■ **Data for this exercise**:
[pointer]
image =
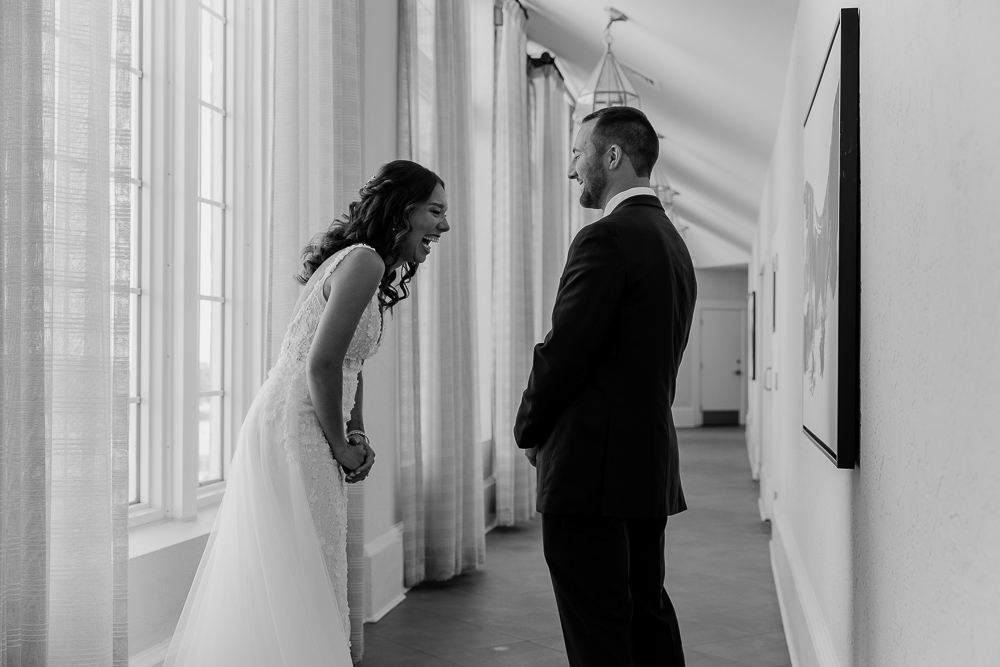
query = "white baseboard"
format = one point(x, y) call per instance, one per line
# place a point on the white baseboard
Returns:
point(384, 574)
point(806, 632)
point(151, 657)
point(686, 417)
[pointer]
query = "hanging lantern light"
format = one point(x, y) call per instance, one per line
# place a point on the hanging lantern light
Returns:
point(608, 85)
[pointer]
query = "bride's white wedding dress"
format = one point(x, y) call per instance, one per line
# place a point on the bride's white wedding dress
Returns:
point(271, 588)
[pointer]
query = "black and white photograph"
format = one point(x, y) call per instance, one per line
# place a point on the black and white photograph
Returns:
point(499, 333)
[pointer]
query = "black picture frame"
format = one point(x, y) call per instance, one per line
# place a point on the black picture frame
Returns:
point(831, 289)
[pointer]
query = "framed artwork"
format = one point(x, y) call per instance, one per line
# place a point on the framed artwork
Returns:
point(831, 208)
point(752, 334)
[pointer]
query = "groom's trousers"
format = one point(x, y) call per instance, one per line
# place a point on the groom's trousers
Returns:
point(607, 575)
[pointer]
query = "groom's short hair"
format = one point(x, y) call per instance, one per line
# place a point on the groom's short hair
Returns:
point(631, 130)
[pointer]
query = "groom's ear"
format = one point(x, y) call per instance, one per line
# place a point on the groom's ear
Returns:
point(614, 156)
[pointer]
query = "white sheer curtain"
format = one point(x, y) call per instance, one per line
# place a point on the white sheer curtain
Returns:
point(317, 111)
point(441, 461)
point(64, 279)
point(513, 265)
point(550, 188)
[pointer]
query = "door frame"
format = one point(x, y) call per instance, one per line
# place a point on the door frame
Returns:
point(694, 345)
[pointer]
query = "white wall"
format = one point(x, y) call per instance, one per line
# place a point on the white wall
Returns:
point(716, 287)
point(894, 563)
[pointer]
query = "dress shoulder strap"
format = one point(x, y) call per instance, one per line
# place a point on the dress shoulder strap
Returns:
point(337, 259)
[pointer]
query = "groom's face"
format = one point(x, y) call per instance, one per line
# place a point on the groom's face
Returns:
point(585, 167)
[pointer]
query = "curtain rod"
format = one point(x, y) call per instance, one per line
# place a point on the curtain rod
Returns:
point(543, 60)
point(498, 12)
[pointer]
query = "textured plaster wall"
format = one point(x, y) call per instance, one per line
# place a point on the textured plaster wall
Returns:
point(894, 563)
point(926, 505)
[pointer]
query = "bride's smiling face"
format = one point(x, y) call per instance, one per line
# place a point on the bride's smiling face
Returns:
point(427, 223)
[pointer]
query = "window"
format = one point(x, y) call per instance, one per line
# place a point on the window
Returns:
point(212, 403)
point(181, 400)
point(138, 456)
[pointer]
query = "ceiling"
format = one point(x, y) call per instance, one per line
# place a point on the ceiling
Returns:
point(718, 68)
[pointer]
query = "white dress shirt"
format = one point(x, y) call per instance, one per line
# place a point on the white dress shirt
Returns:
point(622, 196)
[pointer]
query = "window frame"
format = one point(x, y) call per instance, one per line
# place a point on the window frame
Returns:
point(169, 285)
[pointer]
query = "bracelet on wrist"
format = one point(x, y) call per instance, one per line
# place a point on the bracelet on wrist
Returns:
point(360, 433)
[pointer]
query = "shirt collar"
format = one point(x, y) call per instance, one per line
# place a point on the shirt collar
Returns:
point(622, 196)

--

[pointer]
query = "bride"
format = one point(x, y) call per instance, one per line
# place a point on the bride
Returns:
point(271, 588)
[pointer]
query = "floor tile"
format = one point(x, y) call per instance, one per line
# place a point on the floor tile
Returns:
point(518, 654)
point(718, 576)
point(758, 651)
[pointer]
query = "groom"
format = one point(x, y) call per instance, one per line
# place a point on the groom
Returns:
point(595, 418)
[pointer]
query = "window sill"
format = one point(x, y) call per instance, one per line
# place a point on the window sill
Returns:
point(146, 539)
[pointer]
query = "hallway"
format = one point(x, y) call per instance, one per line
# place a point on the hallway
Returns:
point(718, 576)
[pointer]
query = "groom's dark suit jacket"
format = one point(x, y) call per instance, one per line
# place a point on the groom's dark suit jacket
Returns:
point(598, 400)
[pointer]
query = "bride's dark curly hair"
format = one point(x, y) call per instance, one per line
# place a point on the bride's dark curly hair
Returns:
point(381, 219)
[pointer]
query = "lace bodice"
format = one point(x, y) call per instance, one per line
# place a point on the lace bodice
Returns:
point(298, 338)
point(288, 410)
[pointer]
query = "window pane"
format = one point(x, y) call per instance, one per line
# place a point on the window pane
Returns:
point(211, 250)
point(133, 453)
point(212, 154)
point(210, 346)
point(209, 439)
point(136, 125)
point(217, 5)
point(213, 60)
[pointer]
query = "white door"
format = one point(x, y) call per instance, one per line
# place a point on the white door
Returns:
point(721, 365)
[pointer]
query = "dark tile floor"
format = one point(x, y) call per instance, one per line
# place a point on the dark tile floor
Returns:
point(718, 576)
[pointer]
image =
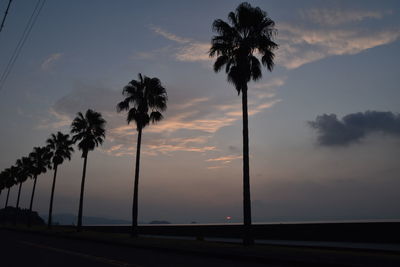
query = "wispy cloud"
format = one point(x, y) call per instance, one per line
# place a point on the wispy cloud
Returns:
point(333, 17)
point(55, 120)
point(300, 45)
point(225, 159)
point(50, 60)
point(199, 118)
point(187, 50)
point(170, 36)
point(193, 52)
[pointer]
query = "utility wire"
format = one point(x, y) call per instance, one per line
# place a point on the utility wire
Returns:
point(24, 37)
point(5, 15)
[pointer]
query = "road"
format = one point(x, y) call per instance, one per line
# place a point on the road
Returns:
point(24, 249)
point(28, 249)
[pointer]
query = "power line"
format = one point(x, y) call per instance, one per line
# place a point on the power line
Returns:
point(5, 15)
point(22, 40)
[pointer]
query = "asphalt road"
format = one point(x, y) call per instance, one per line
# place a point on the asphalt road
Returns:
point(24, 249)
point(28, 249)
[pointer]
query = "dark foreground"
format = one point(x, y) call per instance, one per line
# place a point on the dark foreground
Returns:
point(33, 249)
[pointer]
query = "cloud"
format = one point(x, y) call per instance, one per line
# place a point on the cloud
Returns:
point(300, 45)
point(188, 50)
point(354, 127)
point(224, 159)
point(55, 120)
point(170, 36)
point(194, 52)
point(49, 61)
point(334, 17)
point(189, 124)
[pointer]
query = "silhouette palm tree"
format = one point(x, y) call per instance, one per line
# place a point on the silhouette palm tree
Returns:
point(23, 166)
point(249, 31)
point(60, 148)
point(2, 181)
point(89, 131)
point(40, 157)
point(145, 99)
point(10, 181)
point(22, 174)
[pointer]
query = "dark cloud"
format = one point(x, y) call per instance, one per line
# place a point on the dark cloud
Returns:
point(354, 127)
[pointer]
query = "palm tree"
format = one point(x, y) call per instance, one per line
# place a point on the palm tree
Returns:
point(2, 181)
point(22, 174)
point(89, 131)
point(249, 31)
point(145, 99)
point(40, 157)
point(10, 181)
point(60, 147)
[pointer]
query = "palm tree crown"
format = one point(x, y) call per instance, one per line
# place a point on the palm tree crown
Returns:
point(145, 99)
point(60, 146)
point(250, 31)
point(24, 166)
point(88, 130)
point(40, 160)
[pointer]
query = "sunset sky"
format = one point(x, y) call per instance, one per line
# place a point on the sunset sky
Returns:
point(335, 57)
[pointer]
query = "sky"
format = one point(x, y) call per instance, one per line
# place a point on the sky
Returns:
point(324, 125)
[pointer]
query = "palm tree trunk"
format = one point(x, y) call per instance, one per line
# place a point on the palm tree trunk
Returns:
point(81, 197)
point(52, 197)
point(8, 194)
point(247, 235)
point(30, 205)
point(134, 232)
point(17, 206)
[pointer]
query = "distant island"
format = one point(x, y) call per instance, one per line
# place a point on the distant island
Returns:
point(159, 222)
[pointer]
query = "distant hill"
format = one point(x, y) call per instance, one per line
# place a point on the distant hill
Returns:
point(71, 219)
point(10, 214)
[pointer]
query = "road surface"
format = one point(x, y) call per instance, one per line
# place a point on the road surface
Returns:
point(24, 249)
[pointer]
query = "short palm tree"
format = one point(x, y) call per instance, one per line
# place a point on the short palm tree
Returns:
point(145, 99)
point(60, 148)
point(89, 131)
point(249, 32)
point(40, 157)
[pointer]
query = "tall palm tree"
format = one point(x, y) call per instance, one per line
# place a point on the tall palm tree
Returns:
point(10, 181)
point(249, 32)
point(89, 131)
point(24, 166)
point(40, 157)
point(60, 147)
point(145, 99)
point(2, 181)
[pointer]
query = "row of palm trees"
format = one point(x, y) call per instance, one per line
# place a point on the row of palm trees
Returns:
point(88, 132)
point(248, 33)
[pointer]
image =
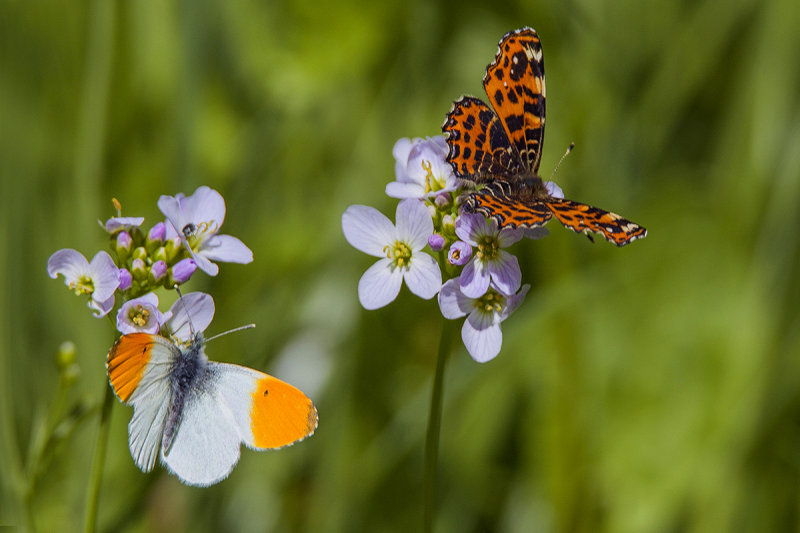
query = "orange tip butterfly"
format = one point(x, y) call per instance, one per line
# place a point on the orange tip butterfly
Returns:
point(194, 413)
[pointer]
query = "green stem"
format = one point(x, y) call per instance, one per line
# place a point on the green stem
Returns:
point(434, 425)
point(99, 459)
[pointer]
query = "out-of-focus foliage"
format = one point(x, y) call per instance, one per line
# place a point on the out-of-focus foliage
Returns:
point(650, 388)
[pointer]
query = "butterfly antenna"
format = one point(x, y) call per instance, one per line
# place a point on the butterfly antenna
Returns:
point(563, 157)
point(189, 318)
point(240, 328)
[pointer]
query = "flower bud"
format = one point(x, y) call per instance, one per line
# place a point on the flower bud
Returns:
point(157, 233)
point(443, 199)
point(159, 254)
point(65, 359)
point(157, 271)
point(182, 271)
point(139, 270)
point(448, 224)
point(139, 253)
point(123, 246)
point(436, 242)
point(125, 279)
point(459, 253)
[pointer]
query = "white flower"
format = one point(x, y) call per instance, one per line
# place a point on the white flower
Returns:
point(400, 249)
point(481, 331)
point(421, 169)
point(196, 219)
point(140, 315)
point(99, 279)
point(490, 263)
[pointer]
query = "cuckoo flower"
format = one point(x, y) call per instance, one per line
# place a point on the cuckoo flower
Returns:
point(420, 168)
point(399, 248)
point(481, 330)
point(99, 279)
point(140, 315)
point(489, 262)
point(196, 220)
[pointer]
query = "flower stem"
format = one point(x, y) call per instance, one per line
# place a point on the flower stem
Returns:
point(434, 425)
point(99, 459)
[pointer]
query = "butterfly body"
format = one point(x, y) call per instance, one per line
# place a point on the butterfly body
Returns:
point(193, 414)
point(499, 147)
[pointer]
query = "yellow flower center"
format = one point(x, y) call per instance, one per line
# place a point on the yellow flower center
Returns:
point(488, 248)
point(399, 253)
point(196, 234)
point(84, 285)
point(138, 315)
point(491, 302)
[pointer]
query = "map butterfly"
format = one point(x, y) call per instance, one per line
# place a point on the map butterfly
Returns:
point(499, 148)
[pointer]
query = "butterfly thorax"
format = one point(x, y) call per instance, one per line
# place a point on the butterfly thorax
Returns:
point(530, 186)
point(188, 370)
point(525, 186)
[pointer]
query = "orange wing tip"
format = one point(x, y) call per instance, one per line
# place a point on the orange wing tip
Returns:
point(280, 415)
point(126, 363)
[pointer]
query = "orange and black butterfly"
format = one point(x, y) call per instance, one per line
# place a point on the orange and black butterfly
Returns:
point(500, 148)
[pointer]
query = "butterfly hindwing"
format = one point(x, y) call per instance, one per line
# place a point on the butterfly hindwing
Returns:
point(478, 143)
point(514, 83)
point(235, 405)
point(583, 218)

■ **Goal**: Extract each line in the listing above that contains the word "hindwing".

■ **Answer to the task**:
query = "butterfly hindwing"
# place a point on the butterfly hindwing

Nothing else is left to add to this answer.